# [SHORT PROBLEM]
Render only the part of the entries below that opens with the line containing "In this exercise you will mark the eroded badlands" and closes with the line containing "<point>133,99</point>" as a numbered list, omitting any blank lines.

# [EXCERPTED RECORDS]
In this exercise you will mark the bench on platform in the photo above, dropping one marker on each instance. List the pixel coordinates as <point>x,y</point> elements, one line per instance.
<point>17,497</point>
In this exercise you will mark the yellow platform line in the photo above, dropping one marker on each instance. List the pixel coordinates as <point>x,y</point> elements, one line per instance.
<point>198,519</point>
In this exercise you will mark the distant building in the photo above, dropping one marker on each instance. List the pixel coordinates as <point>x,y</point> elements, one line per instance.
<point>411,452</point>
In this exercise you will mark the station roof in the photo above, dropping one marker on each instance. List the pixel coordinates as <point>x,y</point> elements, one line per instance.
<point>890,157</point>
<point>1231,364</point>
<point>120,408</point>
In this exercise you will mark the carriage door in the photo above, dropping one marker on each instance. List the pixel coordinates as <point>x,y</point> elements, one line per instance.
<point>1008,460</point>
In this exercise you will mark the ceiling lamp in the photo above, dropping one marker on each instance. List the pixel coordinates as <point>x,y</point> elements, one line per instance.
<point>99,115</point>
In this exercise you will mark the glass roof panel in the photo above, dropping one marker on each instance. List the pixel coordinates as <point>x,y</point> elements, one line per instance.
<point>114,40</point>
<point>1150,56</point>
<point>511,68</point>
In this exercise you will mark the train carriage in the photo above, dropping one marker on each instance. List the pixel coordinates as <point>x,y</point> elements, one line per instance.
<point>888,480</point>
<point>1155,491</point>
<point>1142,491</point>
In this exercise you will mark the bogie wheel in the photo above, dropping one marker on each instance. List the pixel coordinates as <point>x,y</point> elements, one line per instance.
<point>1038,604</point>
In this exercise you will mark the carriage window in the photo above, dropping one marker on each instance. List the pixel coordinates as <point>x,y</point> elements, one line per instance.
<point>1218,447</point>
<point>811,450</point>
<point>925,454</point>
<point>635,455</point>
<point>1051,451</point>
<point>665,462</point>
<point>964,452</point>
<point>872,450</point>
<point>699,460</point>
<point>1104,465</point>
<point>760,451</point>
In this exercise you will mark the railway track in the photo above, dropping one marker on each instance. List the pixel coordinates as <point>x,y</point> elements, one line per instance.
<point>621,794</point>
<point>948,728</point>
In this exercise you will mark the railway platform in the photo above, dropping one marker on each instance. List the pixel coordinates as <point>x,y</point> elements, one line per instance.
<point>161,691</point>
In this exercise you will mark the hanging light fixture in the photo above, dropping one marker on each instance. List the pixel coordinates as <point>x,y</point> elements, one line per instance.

--

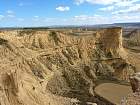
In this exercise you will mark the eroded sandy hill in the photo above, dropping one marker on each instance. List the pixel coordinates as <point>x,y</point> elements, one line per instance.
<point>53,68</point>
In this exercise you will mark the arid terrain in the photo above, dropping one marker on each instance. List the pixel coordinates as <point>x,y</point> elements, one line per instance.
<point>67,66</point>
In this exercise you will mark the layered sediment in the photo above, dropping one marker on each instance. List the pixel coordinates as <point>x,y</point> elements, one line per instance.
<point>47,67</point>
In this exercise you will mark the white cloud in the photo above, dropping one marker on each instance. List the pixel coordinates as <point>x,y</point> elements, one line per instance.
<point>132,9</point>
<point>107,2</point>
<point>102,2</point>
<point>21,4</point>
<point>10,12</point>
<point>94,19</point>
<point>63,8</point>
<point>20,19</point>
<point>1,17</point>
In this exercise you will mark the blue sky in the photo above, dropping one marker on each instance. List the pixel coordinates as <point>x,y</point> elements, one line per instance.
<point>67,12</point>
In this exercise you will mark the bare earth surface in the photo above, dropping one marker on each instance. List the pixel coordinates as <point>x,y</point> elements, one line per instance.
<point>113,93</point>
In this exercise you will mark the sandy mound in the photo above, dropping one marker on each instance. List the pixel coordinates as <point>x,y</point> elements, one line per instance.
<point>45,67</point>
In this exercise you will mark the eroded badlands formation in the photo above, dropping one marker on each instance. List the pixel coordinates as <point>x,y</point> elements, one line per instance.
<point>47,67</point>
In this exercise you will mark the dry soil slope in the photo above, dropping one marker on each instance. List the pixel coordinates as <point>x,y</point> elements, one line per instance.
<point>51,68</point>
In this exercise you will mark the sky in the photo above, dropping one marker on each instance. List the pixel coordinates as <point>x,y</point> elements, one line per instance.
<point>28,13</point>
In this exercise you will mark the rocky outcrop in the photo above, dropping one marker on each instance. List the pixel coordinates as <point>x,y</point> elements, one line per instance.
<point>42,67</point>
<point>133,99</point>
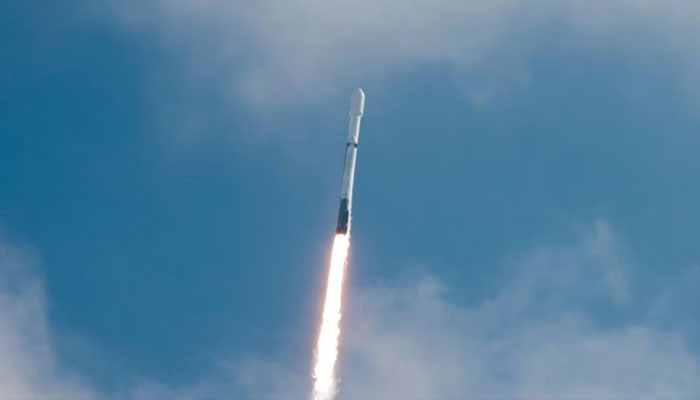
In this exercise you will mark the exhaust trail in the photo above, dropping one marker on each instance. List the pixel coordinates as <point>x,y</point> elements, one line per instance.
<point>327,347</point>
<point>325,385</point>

==

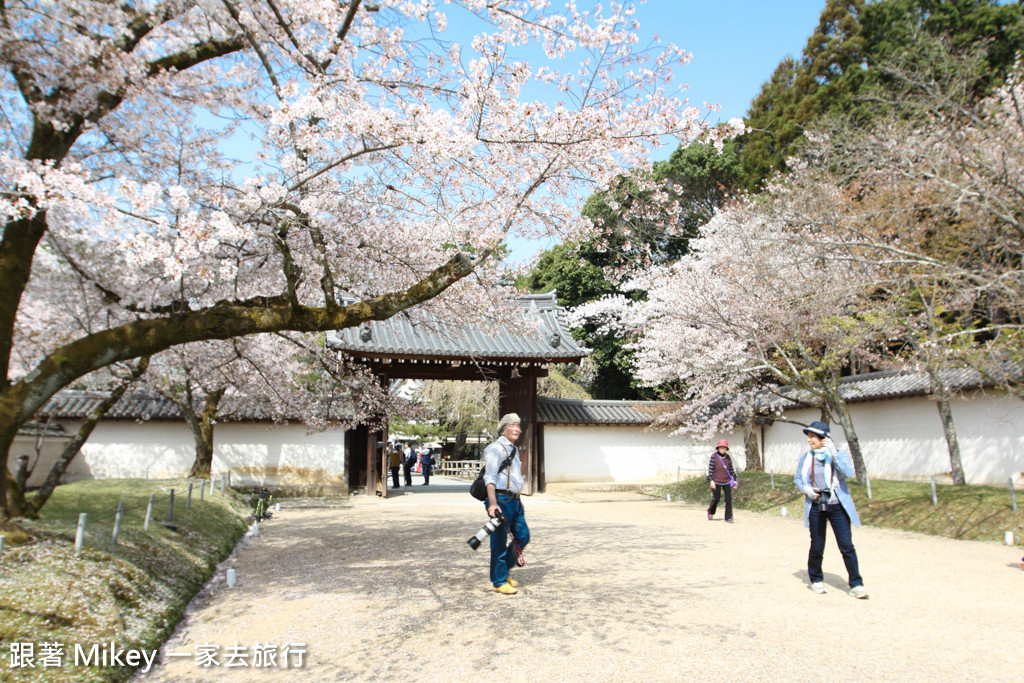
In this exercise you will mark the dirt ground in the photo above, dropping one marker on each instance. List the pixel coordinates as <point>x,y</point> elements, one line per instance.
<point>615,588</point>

# [RESPONSE]
1. In this exercise you will mark the eroded badlands formation in the photo above, dropping one marker on each instance. List the pixel coordinates as <point>x,y</point> elements, one line per instance.
2. <point>47,67</point>
3. In this exercise you will mark the dry soil slope in the photo above, dropping one marker on each instance. List the pixel coordinates as <point>x,y</point> elements, one line per instance.
4. <point>51,68</point>
5. In this exercise you will mark the sky in the photo above, dropping one marker on each instance. List the pixel coordinates as <point>x,y</point> elements, one line per instance.
6. <point>28,13</point>
7. In this exercise you will mark the rocky outcrop in the photo above, dropping one marker on each instance. List the pixel coordinates as <point>x,y</point> elements, one line per instance.
8. <point>42,67</point>
9. <point>133,99</point>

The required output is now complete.